§ **Selection**
———
- South end North end
- Coordinates: 33°25′07″S 149°36′15″E﻿ / ﻿33.418694°S 149.604163°E (South end); 32°57′44″S 149°51′28″E﻿ / ﻿32.962270°S 149.857869°E (North end);

General information
- Type: Rural road
- Length: 72.0 km (45 mi)
- Gazetted: August 1928

Major junctions
- South end: Great Western Highway Kelso, New South Wales
- North end: Castlereagh Highway Ilford, New South Wales

Location(s)
- Major settlements: Sofala

= Bathurst-Ilford Road =

Road in New South Wales, Australia

Bathurst-Ilford Road (known as Sofala Road south of the Turon River and Ilford-Sofala Road north of the Turon River) is a 72.0 km New South Wales country road linking Ilford to the regional hub of Bathurst.

==Route==
Bathurst-Ilford Road commences at the intersection with Castlereagh Highway in Ilford and heads in a south-westerly direction, eventually crossing the Turon River and passing the historic town of Sofala. It then continues in a southerly direction and passes through Wattle Flat and Peel, before eventually ending at the intersection with Great Western Highway in Kelso, just east of Bathurst, which itself acts as a major highway hub with the Great Western, Mid-Western Highway and Mitchell Highways – and O'Connell Road to Oberon – meet.

It is fully sealed over its entire length, but many road maps still show sections of it as unsealed.

In conjunction with Bylong Valley Way from Castlereagh Highway near Ilford to Golden Highway near Sandy Hollow, this very quiet and scenic route provides a leisurely alternative to going through Sydney to travel between the Hunter Region and Bathurst.

==History==
The passing of the Main Roads Act of 1924 through the Parliament of New South Wales provided for the declaration of Main Roads, roads partially funded by the State government through the Main Roads Board (MRB). Main Road No. 54 was declared along this road on 8 August 1928, from the intersection with Mudgee-Ilford Road (today Castlereagh Highway) in Ilford, via Sofala to Bathurst (and continuing southwards eventually to Goulburn); with the passing of the Main Roads (Amendment) Act of 1929 to provide for additional declarations of State Highways and Trunk Roads, this was amended to Trunk Road 54 on 8 April 1929.
———
§ **Information supplied**
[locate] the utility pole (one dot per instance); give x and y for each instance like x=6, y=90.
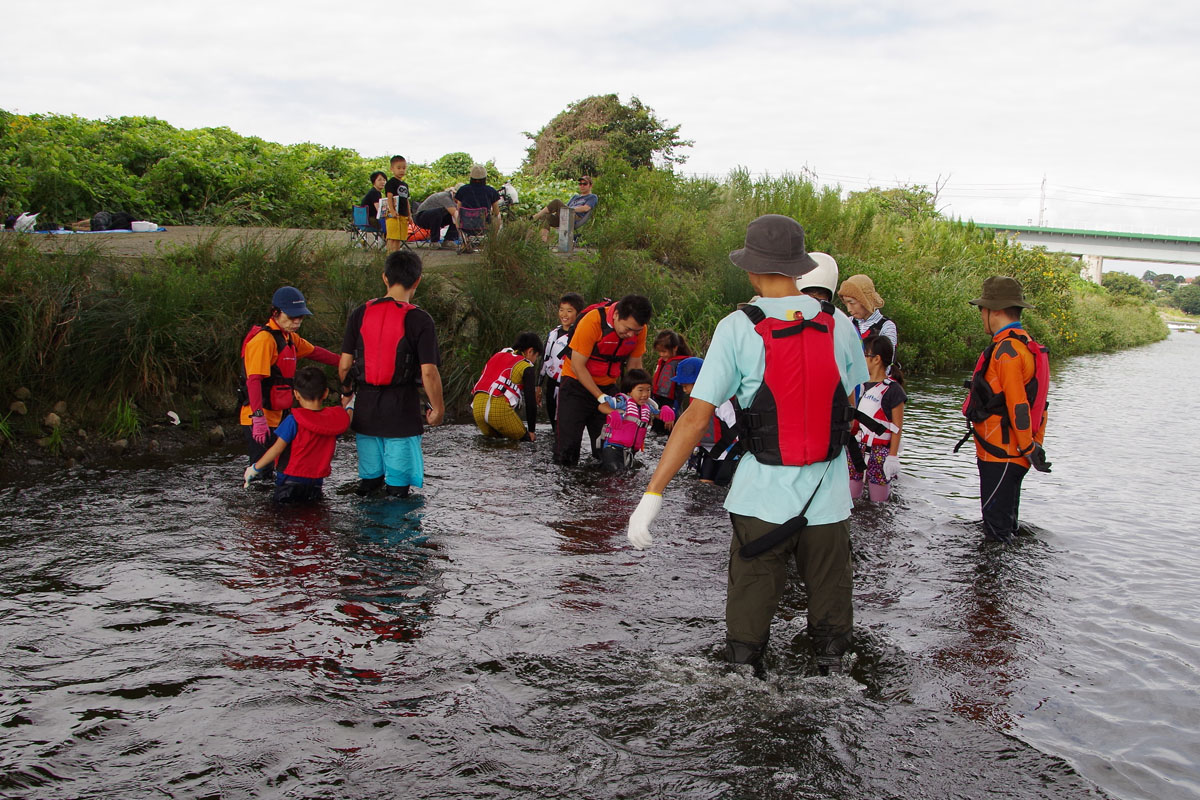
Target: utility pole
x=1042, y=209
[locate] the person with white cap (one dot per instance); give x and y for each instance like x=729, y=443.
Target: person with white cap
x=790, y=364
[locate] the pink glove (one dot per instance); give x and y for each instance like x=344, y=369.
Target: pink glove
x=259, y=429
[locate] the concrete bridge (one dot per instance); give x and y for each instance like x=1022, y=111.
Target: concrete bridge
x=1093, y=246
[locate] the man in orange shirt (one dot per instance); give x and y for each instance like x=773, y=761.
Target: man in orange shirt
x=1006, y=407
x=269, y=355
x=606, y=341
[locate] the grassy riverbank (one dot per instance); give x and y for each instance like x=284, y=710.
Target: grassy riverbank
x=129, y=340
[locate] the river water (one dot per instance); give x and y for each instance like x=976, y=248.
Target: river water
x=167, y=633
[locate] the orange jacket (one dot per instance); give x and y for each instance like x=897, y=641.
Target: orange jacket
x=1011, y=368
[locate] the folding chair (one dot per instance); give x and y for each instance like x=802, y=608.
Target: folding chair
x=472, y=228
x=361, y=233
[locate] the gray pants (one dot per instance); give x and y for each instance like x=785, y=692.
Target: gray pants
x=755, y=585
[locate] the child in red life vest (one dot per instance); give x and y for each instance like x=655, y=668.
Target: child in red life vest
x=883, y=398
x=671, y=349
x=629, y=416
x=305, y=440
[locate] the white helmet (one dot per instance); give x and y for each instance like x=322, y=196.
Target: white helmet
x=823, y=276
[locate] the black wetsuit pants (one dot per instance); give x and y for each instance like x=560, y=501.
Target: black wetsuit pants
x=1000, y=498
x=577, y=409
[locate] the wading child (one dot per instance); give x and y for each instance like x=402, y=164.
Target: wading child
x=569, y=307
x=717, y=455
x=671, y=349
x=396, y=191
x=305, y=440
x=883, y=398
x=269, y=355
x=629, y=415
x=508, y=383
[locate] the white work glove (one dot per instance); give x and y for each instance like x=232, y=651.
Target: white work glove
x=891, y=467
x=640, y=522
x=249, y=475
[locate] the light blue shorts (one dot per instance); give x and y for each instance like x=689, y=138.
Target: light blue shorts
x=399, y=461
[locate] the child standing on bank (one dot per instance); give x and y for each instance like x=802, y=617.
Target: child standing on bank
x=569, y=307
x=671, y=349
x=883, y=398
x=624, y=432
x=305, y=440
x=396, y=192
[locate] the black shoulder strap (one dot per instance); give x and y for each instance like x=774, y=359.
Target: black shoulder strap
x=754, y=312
———
§ **Task statement**
Answer these from the Bathurst-Ilford Road text:
(a) How long is the road?
(b) What is the road called north of the Turon River?
(c) On what date was Main Road No. 54 amended to Trunk Road 54?
Draw only on the Bathurst-Ilford Road text.

§ **Expected answer**
(a) 72.0 km (45 mi)
(b) Ilford-Sofala Road
(c) 8 April 1929